WHAT YOU NEED TO DO
Please rewrite every line of the records below as a numbered list, leaving out blank lines.

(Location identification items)
↓
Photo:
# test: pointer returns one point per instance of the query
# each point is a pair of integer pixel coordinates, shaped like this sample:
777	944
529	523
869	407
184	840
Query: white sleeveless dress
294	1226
↑
COMPLETE ANSWER
1. Photo:
2. # test: pointer returns one point per instance of the query
3. # each point is a pair of integer pixel coordinates, shaped like this sample:
4. 777	944
5. 529	523
6. 869	407
7. 184	840
8. Query: white sleeveless dress
9. 294	1226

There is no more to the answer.